**Entries supplied**:
__________
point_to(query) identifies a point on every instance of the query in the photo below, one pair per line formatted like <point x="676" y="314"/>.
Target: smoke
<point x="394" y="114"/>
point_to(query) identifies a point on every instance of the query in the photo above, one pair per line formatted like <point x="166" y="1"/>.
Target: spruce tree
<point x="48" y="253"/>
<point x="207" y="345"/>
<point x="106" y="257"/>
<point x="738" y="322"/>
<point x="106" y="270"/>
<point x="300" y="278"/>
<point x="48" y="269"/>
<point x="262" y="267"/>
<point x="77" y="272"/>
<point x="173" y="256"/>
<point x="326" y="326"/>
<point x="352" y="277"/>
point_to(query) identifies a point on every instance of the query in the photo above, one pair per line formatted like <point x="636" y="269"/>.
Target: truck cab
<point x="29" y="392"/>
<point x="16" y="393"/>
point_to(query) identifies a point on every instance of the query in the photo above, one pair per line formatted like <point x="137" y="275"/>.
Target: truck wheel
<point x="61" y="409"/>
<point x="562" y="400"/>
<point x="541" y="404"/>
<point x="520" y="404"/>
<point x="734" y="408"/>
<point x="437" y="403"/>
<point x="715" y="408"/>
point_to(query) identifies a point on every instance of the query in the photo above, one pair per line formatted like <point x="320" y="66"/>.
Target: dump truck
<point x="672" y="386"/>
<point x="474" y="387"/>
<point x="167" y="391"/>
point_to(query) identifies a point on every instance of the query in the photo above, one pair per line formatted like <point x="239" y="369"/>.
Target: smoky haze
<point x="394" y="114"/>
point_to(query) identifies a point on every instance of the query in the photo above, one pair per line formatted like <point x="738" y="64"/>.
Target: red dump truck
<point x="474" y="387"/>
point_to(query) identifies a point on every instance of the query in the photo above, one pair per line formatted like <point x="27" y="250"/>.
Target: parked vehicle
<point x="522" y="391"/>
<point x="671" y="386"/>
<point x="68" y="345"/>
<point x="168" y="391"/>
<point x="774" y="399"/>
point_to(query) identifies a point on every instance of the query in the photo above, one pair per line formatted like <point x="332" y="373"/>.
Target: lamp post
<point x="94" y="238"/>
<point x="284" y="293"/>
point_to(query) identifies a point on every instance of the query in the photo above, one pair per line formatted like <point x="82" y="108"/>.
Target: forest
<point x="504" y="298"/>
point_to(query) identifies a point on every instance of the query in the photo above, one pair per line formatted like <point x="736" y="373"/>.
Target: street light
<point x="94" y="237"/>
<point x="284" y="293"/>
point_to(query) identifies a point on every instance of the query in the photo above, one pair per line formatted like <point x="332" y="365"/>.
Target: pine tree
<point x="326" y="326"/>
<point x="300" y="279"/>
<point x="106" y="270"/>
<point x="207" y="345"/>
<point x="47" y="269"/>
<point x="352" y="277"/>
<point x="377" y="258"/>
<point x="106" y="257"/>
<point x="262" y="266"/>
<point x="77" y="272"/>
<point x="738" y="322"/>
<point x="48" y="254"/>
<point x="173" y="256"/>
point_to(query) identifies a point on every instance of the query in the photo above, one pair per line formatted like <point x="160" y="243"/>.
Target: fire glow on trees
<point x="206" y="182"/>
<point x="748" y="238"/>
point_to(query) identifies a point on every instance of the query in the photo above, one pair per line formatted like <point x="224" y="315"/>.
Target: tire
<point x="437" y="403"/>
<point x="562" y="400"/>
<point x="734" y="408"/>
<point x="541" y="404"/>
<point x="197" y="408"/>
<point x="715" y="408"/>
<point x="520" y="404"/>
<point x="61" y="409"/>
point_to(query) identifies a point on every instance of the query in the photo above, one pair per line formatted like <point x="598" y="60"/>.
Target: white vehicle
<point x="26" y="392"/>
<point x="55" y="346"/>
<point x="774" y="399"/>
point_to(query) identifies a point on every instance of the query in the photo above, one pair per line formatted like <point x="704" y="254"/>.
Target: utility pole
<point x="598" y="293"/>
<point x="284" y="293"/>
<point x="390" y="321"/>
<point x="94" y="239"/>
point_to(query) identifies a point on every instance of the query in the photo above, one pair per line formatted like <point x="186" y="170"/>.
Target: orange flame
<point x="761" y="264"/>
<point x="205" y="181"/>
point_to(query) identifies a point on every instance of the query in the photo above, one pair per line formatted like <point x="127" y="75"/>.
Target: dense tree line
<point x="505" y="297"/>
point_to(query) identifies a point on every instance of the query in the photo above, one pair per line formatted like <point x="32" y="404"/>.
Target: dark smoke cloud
__________
Please output the entries above, every line exactly as it reads.

point_to(query) identifies a point on every instance of the query in the photo below, one pair per line formatted like <point x="676" y="314"/>.
Target: smoke
<point x="394" y="114"/>
point_to(query) identifies a point on every instance of the query in the photo above, one pair per line formatted like <point x="166" y="1"/>.
Target: spruce tree
<point x="48" y="253"/>
<point x="207" y="345"/>
<point x="106" y="257"/>
<point x="738" y="322"/>
<point x="106" y="270"/>
<point x="300" y="278"/>
<point x="48" y="269"/>
<point x="262" y="267"/>
<point x="77" y="272"/>
<point x="173" y="256"/>
<point x="326" y="326"/>
<point x="352" y="277"/>
point_to(query) identifies a point on every instance of the query in the photo above, one pair per line formatted like <point x="636" y="269"/>.
Target: truck cab
<point x="29" y="392"/>
<point x="16" y="393"/>
point_to(query) identifies a point on every instance of the query in the photo above, one pair per line formatted like <point x="137" y="275"/>.
Target: truck wheel
<point x="61" y="409"/>
<point x="562" y="400"/>
<point x="541" y="404"/>
<point x="520" y="404"/>
<point x="734" y="408"/>
<point x="437" y="403"/>
<point x="715" y="408"/>
point_to(query) identifies a point on every instance of the query in the photo above, one pair per line formatted like <point x="320" y="66"/>.
Target: dump truck
<point x="672" y="386"/>
<point x="474" y="387"/>
<point x="167" y="391"/>
point_to(query) identifies a point on every instance of the query in the photo above, one pair per line formatted like <point x="239" y="369"/>.
Target: smoky haze
<point x="394" y="114"/>
point_to(query) identifies a point on every instance of the query in the photo above, one pair per line formatted like <point x="738" y="64"/>.
Target: red dump truck
<point x="474" y="387"/>
point_to(query) identifies a point on every instance of the query in the photo above, one pair per line formatted like <point x="27" y="250"/>.
Target: parked vehicle
<point x="522" y="391"/>
<point x="671" y="386"/>
<point x="68" y="345"/>
<point x="168" y="391"/>
<point x="774" y="399"/>
point_to(query) identifies a point on every instance of the query in the photo above, one pair per line formatted like <point x="332" y="373"/>.
Target: lamp post
<point x="94" y="238"/>
<point x="284" y="293"/>
point_to(query) identifies a point on every instance of the query in the photo above, one pair per line formatted like <point x="82" y="108"/>.
Target: forest
<point x="504" y="298"/>
point_to(query) identifies a point on every instance of the query in the photo above, one pair per line formatted like <point x="736" y="373"/>.
Target: street light
<point x="94" y="237"/>
<point x="284" y="293"/>
point_to(query) identifies a point on every instance of the query in the photo above, one pair per line formatted like <point x="332" y="365"/>.
Target: pine tree
<point x="326" y="326"/>
<point x="300" y="279"/>
<point x="106" y="270"/>
<point x="207" y="345"/>
<point x="47" y="269"/>
<point x="352" y="277"/>
<point x="377" y="258"/>
<point x="106" y="257"/>
<point x="262" y="266"/>
<point x="77" y="272"/>
<point x="738" y="322"/>
<point x="48" y="254"/>
<point x="173" y="256"/>
point_to(query) identifies a point on every instance of the query in the photo above, one pair per line formatted like <point x="160" y="243"/>.
Target: fire glow on trees
<point x="206" y="182"/>
<point x="748" y="238"/>
point_to(query) identifies a point on every instance of the query in the photo above, one pair per line formatted like <point x="224" y="315"/>.
Target: tire
<point x="437" y="403"/>
<point x="562" y="400"/>
<point x="734" y="408"/>
<point x="541" y="404"/>
<point x="197" y="408"/>
<point x="715" y="408"/>
<point x="520" y="404"/>
<point x="61" y="409"/>
point_to(query) identifies a point on every instance of the query in the photo above, one pair per line formatted like <point x="598" y="60"/>.
Target: white vehicle
<point x="26" y="392"/>
<point x="55" y="346"/>
<point x="774" y="399"/>
point_to(query) identifies a point on every instance of the query in the photo above, one pair per line formatted like <point x="704" y="254"/>.
Target: utility pole
<point x="598" y="293"/>
<point x="284" y="293"/>
<point x="390" y="321"/>
<point x="94" y="239"/>
point_to(query) identifies a point on every instance of the query in the photo above, one pair per line formatted like <point x="186" y="170"/>.
Target: orange flame
<point x="761" y="264"/>
<point x="205" y="181"/>
point_to(query) identifies a point on every instance of the query in the photo above, one pair per line formatted like <point x="127" y="75"/>.
Target: dense tree line
<point x="505" y="297"/>
point_to(query) identifies a point on every instance of the query in the photo above, one pair per line formatted like <point x="32" y="404"/>.
Target: dark smoke cloud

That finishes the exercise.